■ Description of the task: Would you restate each line of the data below word for word, without its pictures?

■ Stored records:

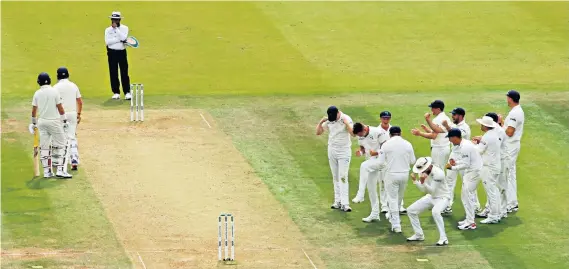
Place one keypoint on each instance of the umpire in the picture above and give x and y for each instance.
(115, 38)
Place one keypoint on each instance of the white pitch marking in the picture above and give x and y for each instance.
(141, 261)
(205, 120)
(310, 260)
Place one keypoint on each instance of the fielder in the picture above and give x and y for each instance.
(51, 125)
(73, 104)
(431, 181)
(464, 156)
(396, 156)
(489, 146)
(514, 127)
(339, 126)
(437, 133)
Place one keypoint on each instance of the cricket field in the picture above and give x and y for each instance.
(233, 92)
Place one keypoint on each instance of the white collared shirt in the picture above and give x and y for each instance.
(113, 37)
(466, 156)
(338, 134)
(371, 141)
(47, 99)
(435, 184)
(396, 155)
(69, 93)
(441, 140)
(515, 119)
(490, 147)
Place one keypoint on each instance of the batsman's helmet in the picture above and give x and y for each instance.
(62, 73)
(44, 79)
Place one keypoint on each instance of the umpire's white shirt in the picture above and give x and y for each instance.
(441, 141)
(113, 37)
(69, 93)
(47, 99)
(397, 155)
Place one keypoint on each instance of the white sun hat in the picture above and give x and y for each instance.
(487, 121)
(422, 164)
(116, 15)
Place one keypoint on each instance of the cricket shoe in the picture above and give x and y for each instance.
(371, 218)
(336, 206)
(63, 175)
(490, 221)
(442, 242)
(74, 165)
(467, 226)
(358, 200)
(416, 237)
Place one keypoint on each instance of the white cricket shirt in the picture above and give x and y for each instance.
(490, 147)
(69, 93)
(435, 184)
(113, 37)
(466, 156)
(441, 140)
(47, 99)
(338, 135)
(515, 119)
(371, 141)
(396, 155)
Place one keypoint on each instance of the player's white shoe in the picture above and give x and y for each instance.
(371, 218)
(416, 237)
(358, 200)
(442, 242)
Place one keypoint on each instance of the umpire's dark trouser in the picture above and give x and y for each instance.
(118, 58)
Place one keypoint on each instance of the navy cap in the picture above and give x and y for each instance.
(438, 104)
(385, 114)
(332, 113)
(459, 111)
(514, 95)
(454, 132)
(394, 130)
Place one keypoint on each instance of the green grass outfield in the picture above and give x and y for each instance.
(267, 71)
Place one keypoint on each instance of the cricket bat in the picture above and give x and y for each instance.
(36, 152)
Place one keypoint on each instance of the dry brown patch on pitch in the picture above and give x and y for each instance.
(164, 182)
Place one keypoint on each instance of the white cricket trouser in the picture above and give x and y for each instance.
(512, 152)
(72, 136)
(427, 202)
(395, 184)
(469, 184)
(440, 156)
(490, 182)
(52, 134)
(339, 160)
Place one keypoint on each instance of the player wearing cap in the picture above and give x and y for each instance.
(489, 147)
(73, 104)
(51, 124)
(436, 132)
(514, 127)
(431, 181)
(368, 140)
(396, 156)
(457, 122)
(385, 117)
(465, 157)
(339, 126)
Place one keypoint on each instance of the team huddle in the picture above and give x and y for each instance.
(56, 111)
(490, 158)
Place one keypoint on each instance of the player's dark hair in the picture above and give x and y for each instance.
(358, 127)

■ Expected answer:
Place one keypoint on each instance of the umpire in the picture above and give x and y for each instance.
(115, 38)
Place one keypoint on each instance of the white pitch marking in the picture above and give x and y for each instance.
(141, 261)
(205, 120)
(310, 260)
Place one keypoint on each instance of the fielder in the picture above and give x and y for each instance.
(51, 125)
(73, 104)
(431, 181)
(464, 156)
(396, 156)
(489, 146)
(514, 127)
(339, 126)
(437, 133)
Place one keypoint on each instance of the cricket field in the picture above and give x and y for each instance.
(233, 92)
Place one keypoint on each instance of the white collared shirt in the picture above and give x and y for each instance.
(113, 37)
(466, 156)
(338, 134)
(371, 141)
(47, 99)
(435, 184)
(396, 155)
(69, 93)
(441, 140)
(515, 119)
(490, 147)
Place one keypoint on each instance of the batsman's helmet in the picture above and give x and y for each instance.
(62, 73)
(44, 79)
Place one keypoint on each instance of the umpire's white shirt in the picture above and give x and y for each instance.
(441, 141)
(113, 37)
(69, 93)
(47, 99)
(397, 155)
Place one keypoint on each instance of the white sun hat in the picture above and give x and y for each instance.
(487, 121)
(422, 164)
(116, 15)
Place one keypoint on each instance of the cricket shoe in the picture above and give x and y for each instance.
(371, 218)
(336, 206)
(63, 175)
(490, 221)
(442, 242)
(74, 165)
(467, 226)
(358, 200)
(416, 237)
Place one keypoint on each instance of the white cricket shirt in the picture above and give x and y for each instance.
(490, 147)
(69, 93)
(435, 184)
(113, 37)
(466, 156)
(441, 140)
(47, 99)
(338, 135)
(515, 119)
(371, 141)
(396, 155)
Place one keypoint on each instance of the player's white shoe in the picture above and give x and y for each instance.
(371, 218)
(416, 237)
(358, 200)
(442, 242)
Place one keypoint on each instance of the umpire's dark trouser in the picture above and give x and y for each instance.
(118, 58)
Place one keypoint on each instance of the navy cap in the picture above and give x and y for each instance.
(438, 104)
(385, 114)
(332, 113)
(459, 111)
(514, 95)
(454, 132)
(394, 130)
Place one keypoint on each instance of the green grass outfield in the picture above and give x and y for each instance.
(267, 71)
Place one keypoint on each instance of the cricket bat in the picture above and give x and y for each instance.
(36, 152)
Place one keypoint on each instance of the dry brown patch on pitch in the picture above and give x and y for each instance.
(164, 182)
Place one keypoint on each instance of the white cricket trouser in the picture above and give x and y for each instance.
(512, 152)
(72, 136)
(427, 202)
(395, 184)
(469, 184)
(440, 156)
(490, 182)
(52, 134)
(339, 160)
Place one keypoint on each instance of the player wearing cap in the picture above and give x and y for each instance.
(489, 147)
(73, 104)
(51, 124)
(436, 132)
(514, 127)
(431, 181)
(368, 140)
(396, 156)
(457, 122)
(385, 117)
(465, 157)
(339, 126)
Place one keypoint on each instance of the team huddle in the picture above and give x and y for each instance.
(56, 111)
(490, 158)
Place one keypoint on each instance of the player's dark hair in the picture above and give x and y for each instance.
(358, 127)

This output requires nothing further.